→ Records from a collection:

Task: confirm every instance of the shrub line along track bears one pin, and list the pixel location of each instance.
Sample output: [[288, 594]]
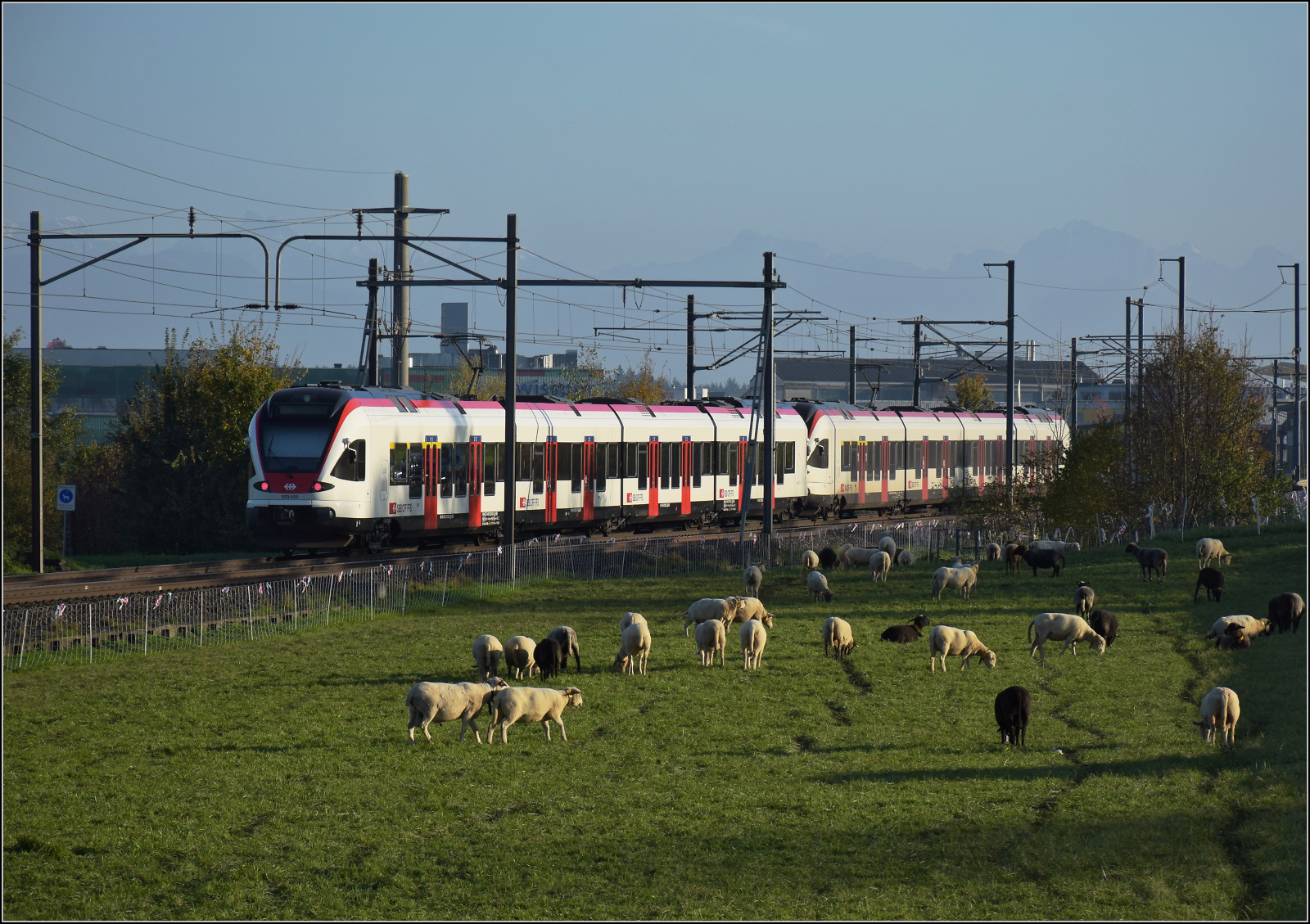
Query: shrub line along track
[[70, 585]]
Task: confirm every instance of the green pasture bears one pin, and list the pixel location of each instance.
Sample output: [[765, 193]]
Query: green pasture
[[274, 779]]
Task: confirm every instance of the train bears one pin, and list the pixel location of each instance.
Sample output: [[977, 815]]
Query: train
[[340, 467]]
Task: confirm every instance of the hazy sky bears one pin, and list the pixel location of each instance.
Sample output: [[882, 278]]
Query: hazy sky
[[648, 133]]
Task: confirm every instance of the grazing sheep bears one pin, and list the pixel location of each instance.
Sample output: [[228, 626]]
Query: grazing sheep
[[567, 640], [752, 579], [534, 705], [711, 638], [550, 657], [1150, 559], [1063, 627], [949, 640], [1250, 624], [752, 638], [1084, 598], [1211, 579], [488, 652], [955, 579], [1043, 559], [445, 701], [1287, 611], [709, 607], [519, 655], [818, 585], [879, 566], [1211, 548], [901, 635], [1106, 624], [635, 649], [1013, 710], [1220, 711], [838, 638]]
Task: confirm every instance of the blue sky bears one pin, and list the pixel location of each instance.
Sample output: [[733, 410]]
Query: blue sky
[[633, 135]]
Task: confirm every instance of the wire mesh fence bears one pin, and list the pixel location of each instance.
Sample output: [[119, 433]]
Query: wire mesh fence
[[146, 623]]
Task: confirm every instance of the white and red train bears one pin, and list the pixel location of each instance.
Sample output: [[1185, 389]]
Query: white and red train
[[336, 467]]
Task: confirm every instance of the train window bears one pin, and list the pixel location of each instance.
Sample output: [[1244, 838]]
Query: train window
[[819, 454]]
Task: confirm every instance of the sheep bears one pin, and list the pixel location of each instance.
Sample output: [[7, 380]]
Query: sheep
[[1150, 559], [550, 657], [1250, 624], [752, 638], [1211, 548], [879, 566], [534, 705], [1106, 624], [1287, 611], [838, 638], [1084, 598], [1063, 627], [1045, 558], [711, 636], [488, 652], [818, 585], [447, 701], [707, 607], [947, 640], [1220, 711], [901, 635], [1211, 579], [752, 579], [1013, 710], [955, 579], [519, 655], [635, 648]]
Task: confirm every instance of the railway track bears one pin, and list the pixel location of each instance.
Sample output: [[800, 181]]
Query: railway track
[[70, 585]]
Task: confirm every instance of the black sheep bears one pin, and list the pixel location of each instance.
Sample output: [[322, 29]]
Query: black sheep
[[1013, 711], [1211, 579], [1106, 624]]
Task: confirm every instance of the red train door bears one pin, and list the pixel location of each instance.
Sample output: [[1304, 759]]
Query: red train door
[[589, 478], [552, 476], [475, 480]]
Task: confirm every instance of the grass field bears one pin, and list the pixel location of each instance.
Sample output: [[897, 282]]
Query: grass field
[[275, 780]]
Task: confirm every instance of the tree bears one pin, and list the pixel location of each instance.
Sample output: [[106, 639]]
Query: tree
[[973, 393], [183, 440], [62, 432]]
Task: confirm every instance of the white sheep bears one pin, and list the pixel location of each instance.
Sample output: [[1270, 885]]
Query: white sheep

→ Required work: In the answer, include exactly the lines from the top of the entries through the line containing "Sample output: [[228, 626]]", and nothing else, not even the pictures.

→ Written response:
Task: confirm every instance of the shrub line along track bears one pin, and list the pixel location of each instance.
Sample output: [[288, 594]]
Query: shrub line along track
[[70, 585]]
Task: confirm every instance of the green pasture bears one pin, and list the pixel location of each instance.
Sample output: [[765, 193]]
Query: green pasture
[[274, 779]]
Task: confirm every instance of the train bears one pin, and list the pixel location of each instance.
Sample output: [[977, 815]]
Query: train
[[340, 467]]
Task: confirm every instance of the hazy sky bears one pin, and list the pixel location of each instance.
Sample output: [[882, 278]]
Query: hazy sky
[[648, 133]]
Task: confirm every instance of the grazing sheep bears one pin, and list the pixel location of each instance.
Sample output: [[228, 626]]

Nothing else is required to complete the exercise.